RECORDS FOR PROCESSING.

──────

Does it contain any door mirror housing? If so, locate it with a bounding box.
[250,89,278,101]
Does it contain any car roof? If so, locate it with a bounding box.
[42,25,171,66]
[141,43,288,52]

──────

DIRECTIONS.
Until the last line is reached, keep transcribing the data exactly.

THE COMPLETED TASK.
Does it contain any door mirror housing? If so, locate it with a bounding box.
[250,89,278,101]
Does it contain any car roof? If so, locate it with a bounding box.
[42,25,171,66]
[141,43,288,52]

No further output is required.